:: Work required ::
Rewrite these lines, replacing "disc" with "circle" and leaving everything else unchanged.

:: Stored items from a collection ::
━━━━━━━━━━━━━━━━━━━━━━━━━━━━━━
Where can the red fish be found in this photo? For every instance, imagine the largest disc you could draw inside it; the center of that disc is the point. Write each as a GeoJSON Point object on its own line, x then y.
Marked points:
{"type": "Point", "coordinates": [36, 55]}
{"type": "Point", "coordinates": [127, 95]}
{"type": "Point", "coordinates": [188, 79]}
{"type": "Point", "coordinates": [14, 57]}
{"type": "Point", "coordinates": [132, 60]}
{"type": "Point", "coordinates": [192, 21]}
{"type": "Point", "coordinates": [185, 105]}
━━━━━━━━━━━━━━━━━━━━━━━━━━━━━━
:: Answer ::
Where can the red fish be found in this photo? For every instance, imagine the largest circle you could draw inside it; the center of that circle is the point. Write each as a GeoJSON Point object on its own line, x then y.
Marked points:
{"type": "Point", "coordinates": [36, 55]}
{"type": "Point", "coordinates": [127, 95]}
{"type": "Point", "coordinates": [188, 79]}
{"type": "Point", "coordinates": [14, 57]}
{"type": "Point", "coordinates": [132, 60]}
{"type": "Point", "coordinates": [192, 21]}
{"type": "Point", "coordinates": [185, 105]}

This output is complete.